#### Instructions to follow
All entries should be printed precisely as written.

#### Data supplied
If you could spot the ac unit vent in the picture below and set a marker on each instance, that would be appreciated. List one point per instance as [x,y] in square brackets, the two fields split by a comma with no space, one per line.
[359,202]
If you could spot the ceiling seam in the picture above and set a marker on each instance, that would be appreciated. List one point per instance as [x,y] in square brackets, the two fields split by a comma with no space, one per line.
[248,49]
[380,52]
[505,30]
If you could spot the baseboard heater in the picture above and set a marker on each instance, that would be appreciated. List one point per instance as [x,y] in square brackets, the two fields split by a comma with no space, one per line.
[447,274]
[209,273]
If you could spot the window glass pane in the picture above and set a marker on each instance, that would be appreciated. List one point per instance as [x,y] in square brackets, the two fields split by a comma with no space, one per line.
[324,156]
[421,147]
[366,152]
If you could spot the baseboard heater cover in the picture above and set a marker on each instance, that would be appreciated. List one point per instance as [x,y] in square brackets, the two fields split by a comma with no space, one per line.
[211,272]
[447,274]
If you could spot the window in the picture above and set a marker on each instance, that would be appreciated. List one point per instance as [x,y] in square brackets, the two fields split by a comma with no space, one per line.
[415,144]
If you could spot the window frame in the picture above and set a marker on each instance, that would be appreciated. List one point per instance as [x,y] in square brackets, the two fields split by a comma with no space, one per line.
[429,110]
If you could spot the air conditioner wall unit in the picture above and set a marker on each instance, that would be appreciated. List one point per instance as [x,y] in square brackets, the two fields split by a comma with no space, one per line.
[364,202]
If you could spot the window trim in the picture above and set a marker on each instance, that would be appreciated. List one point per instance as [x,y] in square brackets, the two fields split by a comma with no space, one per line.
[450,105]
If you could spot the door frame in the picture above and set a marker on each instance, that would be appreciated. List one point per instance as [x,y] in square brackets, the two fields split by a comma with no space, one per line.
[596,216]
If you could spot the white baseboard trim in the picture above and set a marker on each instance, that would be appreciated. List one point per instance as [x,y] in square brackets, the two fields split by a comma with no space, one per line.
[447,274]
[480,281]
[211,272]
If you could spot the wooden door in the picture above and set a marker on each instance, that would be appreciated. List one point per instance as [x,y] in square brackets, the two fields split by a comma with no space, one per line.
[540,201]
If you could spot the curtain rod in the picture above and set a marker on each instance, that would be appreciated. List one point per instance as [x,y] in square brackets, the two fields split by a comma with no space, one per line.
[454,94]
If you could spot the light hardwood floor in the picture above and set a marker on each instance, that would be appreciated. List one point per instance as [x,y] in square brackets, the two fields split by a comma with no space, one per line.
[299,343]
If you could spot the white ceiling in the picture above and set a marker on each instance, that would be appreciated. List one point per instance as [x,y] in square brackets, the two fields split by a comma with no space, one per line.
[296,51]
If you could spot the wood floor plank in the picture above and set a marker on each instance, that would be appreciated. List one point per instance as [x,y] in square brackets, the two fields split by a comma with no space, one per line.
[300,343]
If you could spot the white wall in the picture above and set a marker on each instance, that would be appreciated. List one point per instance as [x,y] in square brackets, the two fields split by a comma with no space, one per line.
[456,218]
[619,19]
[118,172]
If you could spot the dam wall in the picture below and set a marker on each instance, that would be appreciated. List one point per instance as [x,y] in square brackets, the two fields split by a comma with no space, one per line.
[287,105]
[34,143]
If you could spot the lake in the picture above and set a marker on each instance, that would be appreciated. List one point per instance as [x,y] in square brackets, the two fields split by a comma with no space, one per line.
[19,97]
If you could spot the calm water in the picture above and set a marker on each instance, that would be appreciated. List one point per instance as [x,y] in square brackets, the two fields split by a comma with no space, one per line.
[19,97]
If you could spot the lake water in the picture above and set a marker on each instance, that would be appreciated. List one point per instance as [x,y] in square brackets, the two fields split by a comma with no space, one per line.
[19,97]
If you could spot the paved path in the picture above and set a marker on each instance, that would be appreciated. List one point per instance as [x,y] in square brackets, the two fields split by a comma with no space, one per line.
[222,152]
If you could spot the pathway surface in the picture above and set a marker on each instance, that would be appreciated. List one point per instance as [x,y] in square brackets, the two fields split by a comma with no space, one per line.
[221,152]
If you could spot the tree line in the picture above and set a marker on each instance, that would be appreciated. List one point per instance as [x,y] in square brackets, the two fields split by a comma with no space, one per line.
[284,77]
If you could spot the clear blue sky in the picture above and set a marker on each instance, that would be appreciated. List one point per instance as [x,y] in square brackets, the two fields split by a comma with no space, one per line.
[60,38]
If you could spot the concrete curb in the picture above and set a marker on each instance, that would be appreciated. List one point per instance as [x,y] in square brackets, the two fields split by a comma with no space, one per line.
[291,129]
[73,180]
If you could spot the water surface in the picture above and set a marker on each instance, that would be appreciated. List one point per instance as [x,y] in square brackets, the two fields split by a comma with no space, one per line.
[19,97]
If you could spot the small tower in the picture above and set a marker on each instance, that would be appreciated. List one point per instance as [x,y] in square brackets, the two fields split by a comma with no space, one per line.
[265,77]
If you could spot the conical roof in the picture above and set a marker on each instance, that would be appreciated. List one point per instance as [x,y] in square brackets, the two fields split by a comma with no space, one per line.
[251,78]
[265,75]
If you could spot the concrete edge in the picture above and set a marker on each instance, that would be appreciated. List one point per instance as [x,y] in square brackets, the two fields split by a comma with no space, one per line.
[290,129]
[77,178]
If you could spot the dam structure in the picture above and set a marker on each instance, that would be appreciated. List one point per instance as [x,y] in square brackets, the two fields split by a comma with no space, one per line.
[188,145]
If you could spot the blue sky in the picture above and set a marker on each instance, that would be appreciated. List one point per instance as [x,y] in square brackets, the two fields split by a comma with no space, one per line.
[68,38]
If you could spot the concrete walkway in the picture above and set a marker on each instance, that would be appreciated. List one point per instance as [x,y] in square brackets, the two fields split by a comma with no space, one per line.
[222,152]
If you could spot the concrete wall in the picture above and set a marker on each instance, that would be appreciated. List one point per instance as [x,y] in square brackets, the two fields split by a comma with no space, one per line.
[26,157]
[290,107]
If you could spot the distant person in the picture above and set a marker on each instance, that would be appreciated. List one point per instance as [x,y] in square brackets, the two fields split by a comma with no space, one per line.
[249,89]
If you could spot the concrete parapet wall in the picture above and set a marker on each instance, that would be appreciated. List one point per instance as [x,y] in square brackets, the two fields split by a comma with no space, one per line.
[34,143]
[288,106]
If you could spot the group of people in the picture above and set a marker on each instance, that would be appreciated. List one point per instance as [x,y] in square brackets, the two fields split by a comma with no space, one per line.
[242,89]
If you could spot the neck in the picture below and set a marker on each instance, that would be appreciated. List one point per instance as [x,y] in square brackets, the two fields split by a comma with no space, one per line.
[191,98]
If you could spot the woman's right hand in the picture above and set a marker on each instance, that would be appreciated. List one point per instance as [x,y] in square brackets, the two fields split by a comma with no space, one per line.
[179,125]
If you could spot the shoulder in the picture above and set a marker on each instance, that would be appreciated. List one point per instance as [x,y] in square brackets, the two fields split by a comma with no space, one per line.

#### Task response
If you could spot the ac unit vent in the picture below and set a marker on each instance, that would be appreciated. List one point per instance as [x,y] in square brackets, the two fields split by a comma with no space, one per line.
[359,202]
If you could spot the ceiling seam in the picture above and set a marker on each instance, that would be appreciated. List one point per instance as [x,y] in square brackets, the two fields split by a comma with no space, one per line.
[248,49]
[380,52]
[505,30]
If you could spot the baseboard heater in the picture above and set a marker on each instance, that would be appreciated. List one point per instance as [x,y] in square brackets, the two fields split by a comma with no space, one per line.
[447,274]
[209,273]
If you could spot the window glass pane in the picture above and set a marker on each instance, that would be appreciated. List one point per instance as [x,y] in square brackets, the two fields split by a comma with no space, one per line.
[324,156]
[421,147]
[366,152]
If you could spot the baseboard heater cover in the picture above and set a marker on each instance, that would be appreciated. List one point per instance as [x,y] in square brackets, the two fields split by a comma with no space, one per line.
[211,272]
[447,274]
If you could spot the window in the picture above and set a marker on each instance, that would be appreciated. List one point per instance as [x,y] in square brackets, the two fields split by a comma with no space, one per line.
[415,144]
If you could spot the window frame in the picture above and set a marker on each instance, that would be appreciated. List one point per instance as [x,y] in square brackets, the two fields split by a comma with no space, one per line.
[429,110]
If you could spot the air conditioner wall unit in the picture above and set a marker on each instance, that would be appreciated. List one point per instance as [x,y] in square brackets, the two fields split by a comma with no space, one per line.
[364,202]
If you could spot the window trim in the picture above and set a marker on each instance, that would be appreciated. List one point per instance as [x,y] in square brackets, the two fields split by a comma with no space, one per line.
[450,105]
If you could spot the door frame in the picture above and set a marker on each instance, that would be appreciated. List one point per instance as [x,y] in square brackets, the two fields split by a comma with no space, one per line.
[596,216]
If you could spot the white baseboard trim in the picture above and set a marker on each instance, that would be appreciated. List one point per instance as [x,y] in square brackets, the two fields split by a comma with no space, one per line.
[447,274]
[480,281]
[211,272]
If you could spot the wooden door in the picture above and set a marker on each instance, that would be appreciated. List one point per instance as [x,y] in square brackets, the two fields split by a comma with no space, one per line.
[540,201]
If you could spot the curtain rod in the picture above and set a marker on each instance, that would be appreciated. List one point per instance as [x,y] in square brackets, the two fields split by a comma with no space, one per line.
[454,94]
If you could spot the light hardwood floor in the picture above and set a marker on each instance, that would be appreciated. List one point per instance as [x,y] in square brackets, the two fields split by a comma with no space, one per line.
[299,343]
If you could spot the white ceiling in the picture above and set a marker on each instance, that would be appreciated. List one point per instance as [x,y] in square brackets, the two fields split by a comma with no space, one per line.
[296,51]
If you could spot the wood floor plank in the picture above and set a marker on each instance, that would be appreciated. List one point per instance as [x,y] in square brackets, the two fields split by a comma with no space, one per line.
[300,343]
If you could spot the white wall in the picture above and set a marker on each instance, that would be appreciated. List one point per instance as [x,y] in square brackets, the two fields split by a comma with no space, one per line.
[456,218]
[619,19]
[118,172]
If you could spot the dam wall in the picture below and set a marker on each instance, that would be appreciated. List one point per instance as [x,y] in square brackets, the two fields split by a comma with no space, one per line.
[287,105]
[34,143]
If you could spot the lake in the picture above and set a marker on each instance, that would be appreciated. List one point per instance as [x,y] in square brackets, the two fields split by a comma with no space, one per line.
[19,97]
If you could spot the calm water in the picture above and set a marker on each instance, that would be appreciated. List one point per instance as [x,y] in square brackets, the two fields split by a comma with no space, one per line.
[19,97]
If you could spot the lake water in the picture above and set a marker on each instance, that would be appreciated. List one point per instance as [x,y] in square brackets, the two fields split by a comma with no space, one per line.
[19,97]
If you could spot the paved path in the picture above and set a marker on each instance, that would be appreciated. List one point per instance as [x,y] in square brackets, the two fields split by a comma with no space, one per line.
[222,152]
If you could spot the pathway surface in the picture above and set a marker on each instance, that would be appreciated. List one point per instance as [x,y] in square brackets, the two fields split by a comma with no space, one per line.
[221,152]
If you could spot the tree line in the picture above and set a marker on each instance, that would be appreciated. List one point per instance as [x,y] in square brackets, the two fields split by a comma with no space, one per line.
[284,77]
If you could spot the clear blue sky in the picture above and set a marker on each instance, that would be appreciated. List one point per instance as [x,y] in square brackets, the two fields split by a comma with no space, one per line.
[60,38]
If you could spot the concrete curb in the picture above and set a marker on each instance, that would be appreciated. List one point per instance as [x,y] in square brackets, the two fields split by a comma with no space, one per line.
[291,129]
[73,180]
If you could spot the water surface in the picture above and set a marker on each instance, that would be appreciated. List one point per instance as [x,y] in square brackets, the two fields split by a comma with no space, one per line.
[19,97]
If you could spot the small tower in the picture above and set a marker on each instance, that would be appreciated. List one point per instance as [x,y] in square brackets, the two fields split by a comma with no space, one per line.
[265,77]
If you could spot the conical roof in the picture above and set a marker on each instance, that would be appreciated. List one point per instance as [x,y] in square brackets, the two fields split by a comma with no space, one per line.
[251,78]
[265,75]
If you could spot the concrete edge in the picture above and set a marker on each instance, that would be appreciated. List one point per instance as [x,y] in square brackets, the two fields split by a comma with no space, one per line.
[290,129]
[77,178]
If you could spot the dam structure in the picture above and set a marker on each instance, that would be appreciated. List one point per instance as [x,y] in square brackets, the two fields split by a comma with no space, one per line.
[188,145]
If you could spot the blue sky in the picture above and set a marker on each instance, that would be appreciated. List one point per instance as [x,y] in square brackets, the two fields split by a comma with no space, one per line.
[68,38]
If you could spot the concrete walkway in the picture above and set a marker on each instance, that would be appreciated. List one point per instance as [x,y] in square brackets, the two fields split by a comma with no space, one per line.
[222,152]
If you could spot the concrete wall in the picture above and set a marker on each instance, that would be appreciated. List one point per instance as [x,y] in square brackets, the two fields split by a comma with no space, one per line.
[26,157]
[290,107]
If you could spot the distant person in the picture above and set a marker on each instance, that would be appreciated. List one point per instance as [x,y] in square brackets, the two fields split by a comma with no space, one per line.
[249,89]
If you could spot the concrete parapet wall in the picture above and set a marker on each instance, that would be appreciated. List one point per instance as [x,y] in square brackets, the two fields split by a comma with no space, one per line.
[34,143]
[288,106]
If you could spot the group of people in the picture above and set a marker on each instance, that would be appreciated. List one point per instance as [x,y] in square brackets, the two fields split by a comma with no space, one per line.
[242,89]
If you could spot the neck in the picture below and set a marker on each instance, that would be appreciated. List one point per instance as [x,y] in square brackets, the two fields split by a comma with no space, one per line.
[191,98]
If you could spot the woman's right hand in the picture above and set a marker on each instance, that would be appreciated. List one point per instance as [x,y] in square brackets, the two fields split by a comma with no space, one per line.
[179,125]
If you could spot the shoulder in the picture above and set a marker on each instance, that would be appreciated. List one point per instance as [x,y] in square brackets, the two fields split by a comma with no space, one per line.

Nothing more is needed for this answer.